#### Task details:
Reproduce word for word the passage of the Serbia and Albania news report from "Serbia does not" to "by Belgrade troops.".

#### Text for analysis:
BEGIN
TIRANA (Reuters) - Serbia and Albania should put aside their differences over Kosovo and forge closer economic ties to help both countries fulfil their ambitions to join the European Union, Serbian prime minister Aleksandar Vucic said on Wednesday.
Speaking in Tirana during the first official visit by a Serbian leader to its southern neighbor, Vucic described the two nations as the backbone of the Western Balkans.
“I wish to extend the hand of friendship to the Albanian people ... We think differently (over Kosovo) and will keep thinking differently, but this will not change our strategic relations for the future on economic ties,” Vucic said.
Greater regional cooperation is among the conditions for EU entry.
Serbia does not recognize the independence of its former province, which it considers the cradle of its nation and faith but whose 1.8 million people are mostly ethnic Albanians. Kosovo seceded in 2008, almost a decade after NATO went to war to halt a wave of ethnic cleansing by Belgrade troops.
Belgrade and Kosovan leaders in Pristina are nevertheless in talks to find ways to normalize the lives of their citizens, another condition of Serbia’s EU membership bid.
END
#### Data section:
BEGIN
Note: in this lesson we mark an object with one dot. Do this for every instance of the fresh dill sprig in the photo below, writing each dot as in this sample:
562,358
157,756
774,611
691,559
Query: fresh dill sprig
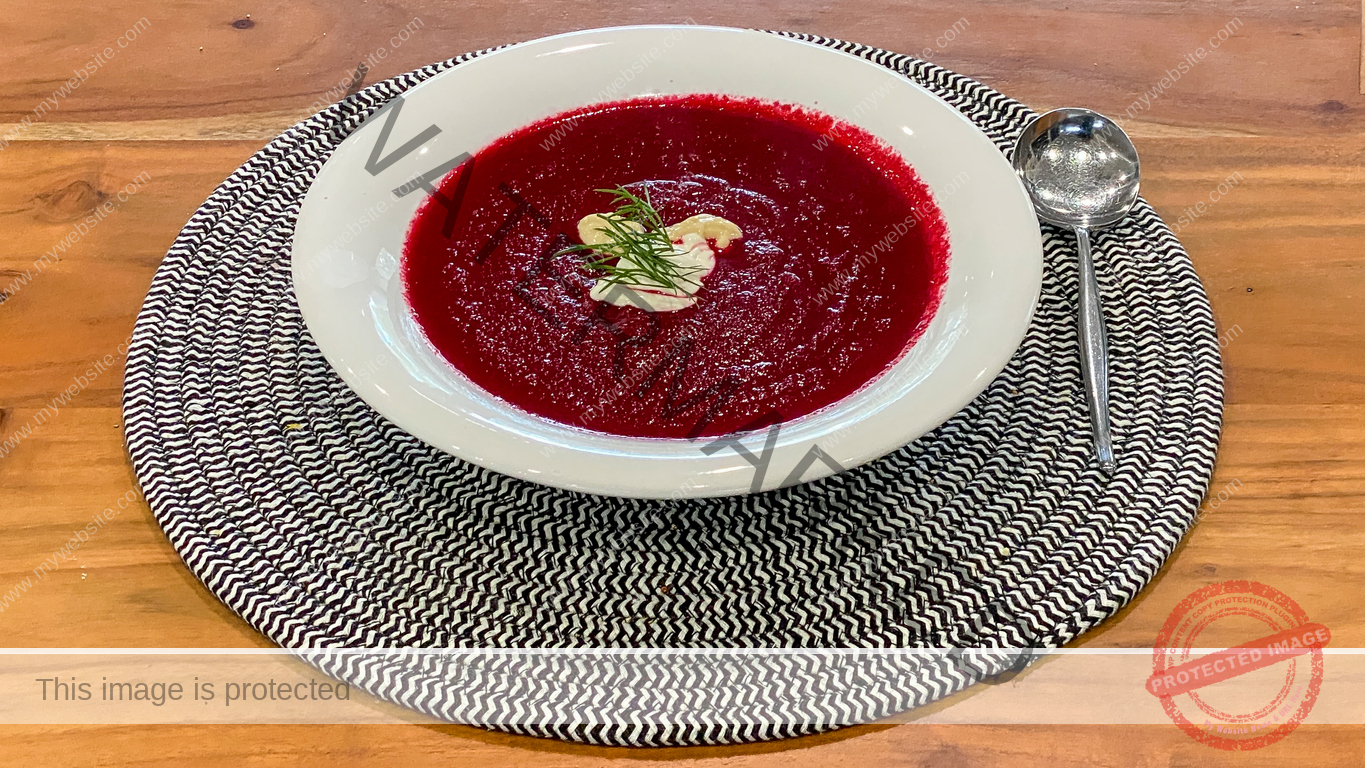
638,247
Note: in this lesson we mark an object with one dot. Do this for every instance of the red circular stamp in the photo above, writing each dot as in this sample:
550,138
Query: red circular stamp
1246,696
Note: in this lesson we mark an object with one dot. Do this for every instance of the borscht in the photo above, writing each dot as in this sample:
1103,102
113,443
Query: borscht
677,266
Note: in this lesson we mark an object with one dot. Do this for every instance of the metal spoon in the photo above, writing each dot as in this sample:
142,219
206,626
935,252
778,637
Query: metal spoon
1081,172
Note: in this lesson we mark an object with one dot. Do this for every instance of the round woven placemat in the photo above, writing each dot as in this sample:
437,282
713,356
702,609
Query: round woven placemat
325,525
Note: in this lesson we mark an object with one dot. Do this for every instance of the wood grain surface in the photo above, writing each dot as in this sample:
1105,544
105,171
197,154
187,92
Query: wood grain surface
1274,113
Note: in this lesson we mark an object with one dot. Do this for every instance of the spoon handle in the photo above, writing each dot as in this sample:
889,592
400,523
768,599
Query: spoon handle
1094,353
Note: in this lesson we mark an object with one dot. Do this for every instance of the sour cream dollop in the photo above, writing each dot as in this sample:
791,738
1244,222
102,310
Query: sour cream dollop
692,254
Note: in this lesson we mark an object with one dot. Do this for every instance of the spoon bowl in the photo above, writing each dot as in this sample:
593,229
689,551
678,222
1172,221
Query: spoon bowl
1079,167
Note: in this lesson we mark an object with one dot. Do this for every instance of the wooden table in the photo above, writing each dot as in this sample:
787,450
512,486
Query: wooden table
1274,115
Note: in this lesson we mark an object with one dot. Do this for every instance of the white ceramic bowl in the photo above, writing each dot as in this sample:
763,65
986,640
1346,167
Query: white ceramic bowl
351,231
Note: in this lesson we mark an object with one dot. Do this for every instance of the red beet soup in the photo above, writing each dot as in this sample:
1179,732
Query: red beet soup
838,270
END
#### Output:
Serbia does not recognize the independence of its former province, which it considers the cradle of its nation and faith but whose 1.8 million people are mostly ethnic Albanians. Kosovo seceded in 2008, almost a decade after NATO went to war to halt a wave of ethnic cleansing by Belgrade troops.